* _GOAL OF THE EXERCISE_
Below is a block of records; return all of them exactly, but without the images.
Start of MATERIAL FOR THIS EXERCISE
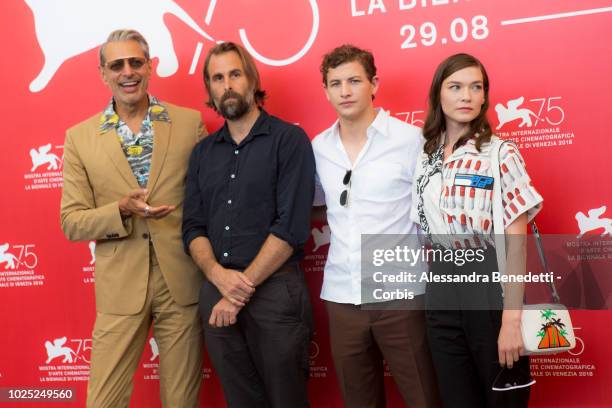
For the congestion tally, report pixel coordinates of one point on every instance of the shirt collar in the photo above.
(260, 127)
(156, 112)
(468, 147)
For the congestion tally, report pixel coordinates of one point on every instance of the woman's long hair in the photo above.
(435, 123)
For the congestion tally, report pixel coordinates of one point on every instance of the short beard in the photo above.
(235, 110)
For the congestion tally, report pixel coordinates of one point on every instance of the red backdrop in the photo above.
(549, 64)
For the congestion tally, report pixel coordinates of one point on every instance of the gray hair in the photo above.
(125, 35)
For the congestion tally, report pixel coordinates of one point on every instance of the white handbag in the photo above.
(546, 327)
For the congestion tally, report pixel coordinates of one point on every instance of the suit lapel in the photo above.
(161, 140)
(110, 144)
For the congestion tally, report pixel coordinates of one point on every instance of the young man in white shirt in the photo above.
(365, 162)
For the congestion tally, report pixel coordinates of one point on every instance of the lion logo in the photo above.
(57, 349)
(8, 258)
(42, 156)
(512, 112)
(593, 222)
(154, 349)
(66, 28)
(92, 251)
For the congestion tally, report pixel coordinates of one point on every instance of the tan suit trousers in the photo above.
(119, 340)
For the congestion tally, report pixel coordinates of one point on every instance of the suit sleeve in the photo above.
(295, 189)
(81, 219)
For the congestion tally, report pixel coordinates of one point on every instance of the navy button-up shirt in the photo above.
(236, 195)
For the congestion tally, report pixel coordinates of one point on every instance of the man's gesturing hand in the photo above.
(223, 314)
(233, 285)
(134, 204)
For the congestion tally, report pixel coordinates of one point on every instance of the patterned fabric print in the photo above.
(432, 165)
(518, 193)
(138, 148)
(469, 210)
End of MATERIAL FOR THIS EXERCISE
* _REPLY_
For the congestion tally, report pixel coordinates of one point on every instance of the shirt collar in the photo above.
(260, 127)
(156, 112)
(468, 147)
For the congestion tally, report pixel coordinates of one point on every instance of the woman's long hair in the photo above.
(435, 123)
For the congestion tally, report pixel coordinates of one point on every instance of the short beard in the photo above.
(235, 110)
For the congestion tally, report pixel coordinates of one point on every instance of the red backdrop in the photo above.
(549, 64)
For the congestion tally, report pixel coordinates of one point on every instance of the gray hair in the photo above.
(125, 35)
For the congestion tally, report pixel coordinates of one point on every instance of the white handbag in the photo above.
(546, 327)
For the congestion tally, report pixel coordinates of one point on every instance of the suit lapel in the photo above.
(161, 140)
(110, 144)
For the congestion tally, report pixel coordinates of one point on every instance of the young man in white shirt in the photo above.
(365, 162)
For the congestion tally, report pixel coordinates of one point on every instance of the lion logo in the photo above.
(57, 349)
(8, 258)
(42, 156)
(512, 112)
(593, 222)
(154, 349)
(66, 28)
(92, 251)
For the congestion tally, report pixel coordinates of one point on every instance of the tan suit trousers in the photo above.
(119, 340)
For the congestion tally, report pixel coordinates of one point on every instance of the suit sleeve in the photo above.
(295, 189)
(81, 219)
For the congestion tally, report pixel coordinates of one point on every instance of the navy button-up shirt in the photo above.
(236, 195)
For the congestion tally, report pixel coordinates of one point on every instance of the man's gesturing hand in the photo above.
(223, 314)
(233, 285)
(134, 204)
For the congestion tally, report pixel coordinates of one point on every instance of the patterned fabric print in the photo above.
(432, 165)
(518, 193)
(138, 148)
(469, 210)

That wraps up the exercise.